◆ What is being asked: Transcribe the material below exactly as it appears.

◆ Material supplied:

_____

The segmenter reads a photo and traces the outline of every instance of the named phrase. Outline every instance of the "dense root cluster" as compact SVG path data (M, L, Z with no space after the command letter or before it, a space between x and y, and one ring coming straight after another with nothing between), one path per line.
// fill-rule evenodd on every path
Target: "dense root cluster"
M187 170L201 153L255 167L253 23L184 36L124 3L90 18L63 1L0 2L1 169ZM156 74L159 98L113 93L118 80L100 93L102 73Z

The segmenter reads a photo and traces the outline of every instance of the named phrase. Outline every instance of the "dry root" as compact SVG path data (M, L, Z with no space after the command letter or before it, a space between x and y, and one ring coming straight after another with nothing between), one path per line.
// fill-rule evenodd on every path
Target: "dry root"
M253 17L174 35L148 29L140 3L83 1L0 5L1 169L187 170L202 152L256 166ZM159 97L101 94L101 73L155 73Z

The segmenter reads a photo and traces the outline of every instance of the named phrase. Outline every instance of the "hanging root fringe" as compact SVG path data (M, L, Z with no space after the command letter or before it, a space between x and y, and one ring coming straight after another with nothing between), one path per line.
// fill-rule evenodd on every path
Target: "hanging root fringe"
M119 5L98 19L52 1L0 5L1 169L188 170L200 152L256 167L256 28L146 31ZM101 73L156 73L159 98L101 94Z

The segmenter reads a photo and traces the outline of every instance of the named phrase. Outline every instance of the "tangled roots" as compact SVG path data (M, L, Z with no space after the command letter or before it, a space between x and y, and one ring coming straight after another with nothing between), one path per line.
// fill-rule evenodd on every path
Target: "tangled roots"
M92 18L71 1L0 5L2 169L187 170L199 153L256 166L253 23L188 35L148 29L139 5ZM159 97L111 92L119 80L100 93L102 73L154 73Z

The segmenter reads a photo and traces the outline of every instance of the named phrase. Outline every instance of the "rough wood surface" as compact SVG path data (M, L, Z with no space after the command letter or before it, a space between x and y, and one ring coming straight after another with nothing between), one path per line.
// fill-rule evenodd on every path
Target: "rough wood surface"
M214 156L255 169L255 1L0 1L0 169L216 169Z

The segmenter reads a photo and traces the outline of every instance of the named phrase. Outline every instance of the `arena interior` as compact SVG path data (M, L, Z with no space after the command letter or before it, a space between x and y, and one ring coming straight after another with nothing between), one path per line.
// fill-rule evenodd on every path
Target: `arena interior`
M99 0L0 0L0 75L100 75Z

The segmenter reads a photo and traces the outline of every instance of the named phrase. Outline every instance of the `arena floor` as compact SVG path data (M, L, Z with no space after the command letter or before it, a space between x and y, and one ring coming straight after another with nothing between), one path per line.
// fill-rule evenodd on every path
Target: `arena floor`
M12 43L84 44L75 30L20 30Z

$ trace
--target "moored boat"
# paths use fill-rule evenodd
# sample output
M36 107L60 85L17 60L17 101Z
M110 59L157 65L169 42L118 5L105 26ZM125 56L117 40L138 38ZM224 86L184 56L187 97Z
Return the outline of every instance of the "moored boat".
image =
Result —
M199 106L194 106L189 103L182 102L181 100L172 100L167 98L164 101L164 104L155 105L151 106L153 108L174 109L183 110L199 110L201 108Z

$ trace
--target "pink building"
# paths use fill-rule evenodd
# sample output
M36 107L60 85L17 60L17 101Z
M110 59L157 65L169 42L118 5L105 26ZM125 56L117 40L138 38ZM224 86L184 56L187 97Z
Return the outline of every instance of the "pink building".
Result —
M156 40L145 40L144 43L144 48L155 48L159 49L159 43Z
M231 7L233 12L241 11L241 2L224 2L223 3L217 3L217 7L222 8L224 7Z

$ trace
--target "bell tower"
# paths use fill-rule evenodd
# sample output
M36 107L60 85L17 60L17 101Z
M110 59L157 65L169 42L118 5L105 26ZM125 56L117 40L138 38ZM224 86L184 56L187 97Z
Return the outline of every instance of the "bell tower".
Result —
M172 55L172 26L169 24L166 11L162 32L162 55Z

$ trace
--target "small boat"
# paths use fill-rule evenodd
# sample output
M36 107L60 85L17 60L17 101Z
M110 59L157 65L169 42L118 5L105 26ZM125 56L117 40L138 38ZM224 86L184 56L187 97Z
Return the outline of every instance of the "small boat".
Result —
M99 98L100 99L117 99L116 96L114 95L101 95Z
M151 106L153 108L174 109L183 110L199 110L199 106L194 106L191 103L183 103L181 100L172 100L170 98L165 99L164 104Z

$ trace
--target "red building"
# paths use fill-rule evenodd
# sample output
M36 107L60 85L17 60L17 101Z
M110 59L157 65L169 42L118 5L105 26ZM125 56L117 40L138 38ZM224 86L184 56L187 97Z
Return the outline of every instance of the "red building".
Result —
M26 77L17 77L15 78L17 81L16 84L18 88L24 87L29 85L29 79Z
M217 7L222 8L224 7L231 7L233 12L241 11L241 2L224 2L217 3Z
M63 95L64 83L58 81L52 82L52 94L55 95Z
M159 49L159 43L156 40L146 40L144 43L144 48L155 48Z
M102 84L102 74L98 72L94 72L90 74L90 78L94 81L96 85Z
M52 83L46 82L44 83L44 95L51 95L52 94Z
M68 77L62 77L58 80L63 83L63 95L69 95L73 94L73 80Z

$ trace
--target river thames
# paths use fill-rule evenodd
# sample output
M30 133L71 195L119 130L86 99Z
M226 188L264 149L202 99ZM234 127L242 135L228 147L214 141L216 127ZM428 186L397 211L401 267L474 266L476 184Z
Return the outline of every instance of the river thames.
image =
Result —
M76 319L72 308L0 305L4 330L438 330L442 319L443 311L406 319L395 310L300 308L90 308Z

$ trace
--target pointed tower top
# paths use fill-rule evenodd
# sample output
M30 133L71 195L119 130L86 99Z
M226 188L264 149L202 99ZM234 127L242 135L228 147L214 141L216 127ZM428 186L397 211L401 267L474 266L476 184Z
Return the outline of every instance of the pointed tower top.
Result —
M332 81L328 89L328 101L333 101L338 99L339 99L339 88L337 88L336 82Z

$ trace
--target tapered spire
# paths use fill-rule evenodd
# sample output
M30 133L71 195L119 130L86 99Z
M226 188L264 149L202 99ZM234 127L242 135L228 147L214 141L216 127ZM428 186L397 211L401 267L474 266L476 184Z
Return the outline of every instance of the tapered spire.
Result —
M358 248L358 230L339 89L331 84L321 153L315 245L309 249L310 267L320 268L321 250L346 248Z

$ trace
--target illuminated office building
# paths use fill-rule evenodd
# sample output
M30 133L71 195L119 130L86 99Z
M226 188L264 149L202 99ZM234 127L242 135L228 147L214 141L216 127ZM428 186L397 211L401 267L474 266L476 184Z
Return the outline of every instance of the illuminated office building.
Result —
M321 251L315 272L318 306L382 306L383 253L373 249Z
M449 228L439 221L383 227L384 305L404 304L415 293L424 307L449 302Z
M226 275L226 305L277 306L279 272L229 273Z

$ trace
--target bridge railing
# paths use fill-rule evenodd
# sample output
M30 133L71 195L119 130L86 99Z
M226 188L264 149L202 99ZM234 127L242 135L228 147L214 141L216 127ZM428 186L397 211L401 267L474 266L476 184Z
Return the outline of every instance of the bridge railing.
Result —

_____

◆ Answer to this exercise:
The segmenter reads a photo and traces the outline of every instance of the named phrase. Outline every instance of the "dense root cluster" as compact SVG path data (M, L, Z with no space after the command letter or before it, a space between x and y, and one ring coming straight after another with nothing between), one path per line.
// fill-rule evenodd on every path
Target: "dense root cluster"
M187 170L201 153L255 167L253 23L184 36L124 3L90 18L63 1L0 2L1 169ZM156 74L159 98L113 93L118 80L100 93L102 73Z

The segmenter reads a photo and traces the outline of every instance of the named phrase. Outline every instance of the "dry root" as compact SVG path data (M, L, Z with no space after the command letter or before it, a space between x and y, and one ring coming straight after another with nothing between), one path per line.
// fill-rule evenodd on every path
Target: "dry root"
M253 17L174 35L148 29L140 3L83 1L0 5L1 169L187 170L202 152L256 166ZM159 97L101 94L101 73L155 73Z

The segmenter reads a photo and traces the outline of every instance of the named phrase. Outline every instance of the "hanging root fringe" as compact SVG path data (M, L, Z with no space after the command letter or before it, a space between x and y, and one ring coming straight after another with nothing between), one path per line.
// fill-rule evenodd on every path
Target: "hanging root fringe"
M119 5L98 19L52 1L0 5L1 169L188 170L200 152L256 167L256 28L146 31ZM101 73L156 73L159 98L101 94Z

The segmenter reads a photo and traces the outline of every instance of the named phrase. Outline every instance of the "tangled roots" as compact SVG path data (M, L, Z with no space after the command letter or before it, a space between x and y, and one ring coming straight after another with nothing between), one path per line.
// fill-rule evenodd on every path
Target: "tangled roots"
M92 18L71 1L0 5L2 169L187 170L199 153L256 166L253 23L188 35L148 29L139 5ZM159 97L111 92L119 80L100 93L102 73L154 73Z

The segmenter reads a photo and traces the outline of every instance of the named phrase. Outline every instance of the "rough wood surface" as compact SVG path data (M, L, Z with no space after the command letter or before it, a space between x and y, and one ring coming straight after another with nothing between), one path per line.
// fill-rule evenodd on every path
Target: "rough wood surface"
M214 156L255 169L255 1L0 1L0 169L216 169Z

The segmenter reads a photo and traces the outline of every instance of the named phrase. Outline every instance of the `arena interior` as compact SVG path data (M, L, Z with no space after the command letter or before it, a space between x and y, and one ring coming straight after another with nothing between), one path per line.
// fill-rule evenodd on every path
Target: `arena interior`
M99 0L0 0L0 75L100 75Z

The segmenter reads a photo and traces the outline of every instance of the named phrase. Outline every instance of the `arena floor` as compact SVG path data (M, L, Z with no space after the command letter or before it, a space between x and y, and one ring coming straight after another with nothing between), one path per line.
// fill-rule evenodd on every path
Target: `arena floor`
M12 43L84 44L75 30L20 30Z

$ trace
--target "moored boat"
# paths use fill-rule evenodd
# sample output
M36 107L60 85L17 60L17 101Z
M110 59L157 65L169 42L118 5L105 26ZM125 56L117 40L138 38ZM224 86L184 56L187 97Z
Return the outline of every instance of the "moored boat".
image =
Result —
M199 106L194 106L189 103L182 102L181 100L172 100L167 98L164 101L164 104L155 105L151 106L153 108L174 109L183 110L199 110L201 108Z

$ trace
--target "pink building"
# paths use fill-rule evenodd
# sample output
M36 107L60 85L17 60L17 101Z
M110 59L157 65L169 42L118 5L105 26ZM125 56L117 40L138 38ZM224 86L184 56L187 97Z
Return the outline of every instance of the "pink building".
Result —
M156 40L145 40L144 43L144 48L155 48L159 49L159 43Z
M231 7L233 12L241 11L241 2L224 2L223 3L217 3L217 7L222 8L224 7Z

$ trace
--target "bell tower"
# paths use fill-rule evenodd
# sample output
M36 107L60 85L17 60L17 101Z
M110 59L157 65L169 42L118 5L105 26ZM125 56L117 40L138 38ZM224 86L184 56L187 97Z
Return the outline of every instance of the "bell tower".
Result —
M172 55L172 26L169 24L166 11L162 32L162 55Z

$ trace
--target "small boat"
# paths use fill-rule evenodd
# sample output
M36 107L60 85L17 60L17 101Z
M110 59L157 65L169 42L118 5L105 26ZM125 56L117 40L138 38ZM224 86L184 56L187 97Z
Return the outline of every instance of the "small boat".
Result —
M99 98L100 99L117 99L116 96L114 95L101 95Z
M151 106L153 108L174 109L183 110L199 110L199 106L194 106L191 103L183 103L181 100L172 100L170 98L165 99L164 104Z

$ trace
--target "red building"
# paths use fill-rule evenodd
# sample output
M36 107L60 85L17 60L17 101Z
M110 59L157 65L169 42L118 5L105 26ZM125 56L117 40L138 38ZM224 86L184 56L187 97Z
Return the outline of every instance of the "red building".
Result —
M26 77L17 77L15 78L17 81L16 84L18 88L24 87L29 85L29 79Z
M217 7L222 8L224 7L231 7L233 12L241 11L241 2L224 2L217 3Z
M63 95L64 83L58 81L52 82L52 94L55 95Z
M159 49L159 43L156 40L146 40L144 43L144 48L155 48Z
M102 84L102 74L98 72L94 72L90 74L90 78L94 81L96 85Z
M52 83L46 82L44 83L44 95L51 95L52 94Z
M68 77L62 77L58 80L63 83L63 95L69 95L73 94L73 80Z

$ trace
--target river thames
# paths use fill-rule evenodd
# sample output
M30 133L71 195L119 130L86 99Z
M226 188L264 149L202 99ZM234 127L242 135L228 147L214 141L216 127ZM428 186L397 211L401 267L474 266L476 184Z
Return the outline of every instance of the river thames.
image =
Result —
M76 319L72 308L0 305L4 330L438 330L442 319L443 311L406 319L395 310L300 308L90 308Z

$ trace
--target pointed tower top
# paths use fill-rule evenodd
# sample output
M30 133L71 195L119 130L86 99Z
M226 188L264 149L202 99ZM234 127L242 135L228 147L214 141L216 127ZM428 186L397 211L401 267L474 266L476 184Z
Return the outline of every instance of the pointed tower top.
Result —
M332 81L328 89L328 101L333 101L338 99L339 99L339 88L337 88L336 82Z

$ trace
--target tapered spire
# paths use fill-rule evenodd
# sample output
M30 133L71 195L119 130L86 99Z
M226 188L264 149L202 99ZM234 127L242 135L228 147L214 141L216 127ZM428 186L397 211L401 267L474 266L476 184Z
Return the outline of every instance of the tapered spire.
Result —
M358 248L358 230L339 89L331 84L321 153L315 245L309 249L310 267L320 268L321 250L346 248Z

$ trace
--target illuminated office building
# paths use fill-rule evenodd
# sample output
M30 133L71 195L119 130L86 99Z
M226 188L264 149L202 99ZM234 127L242 135L228 147L214 141L216 127ZM428 186L397 211L401 267L474 266L476 184Z
Return the outline of every instance of the illuminated office building.
Result —
M321 251L315 272L318 306L382 306L383 253L373 249Z
M449 228L439 221L383 227L384 305L404 304L415 293L424 307L449 302Z
M226 275L226 305L277 306L279 272L229 273Z

$ trace
--target bridge railing
# paths use fill-rule evenodd
# sample output
M30 133L71 195L119 130L86 99Z
M226 188L264 149L202 99ZM234 127L242 135L228 147L214 141L216 127ZM428 186L397 211L401 267L474 266L476 184Z
Return the outline of every instance of the bridge railing.
Result —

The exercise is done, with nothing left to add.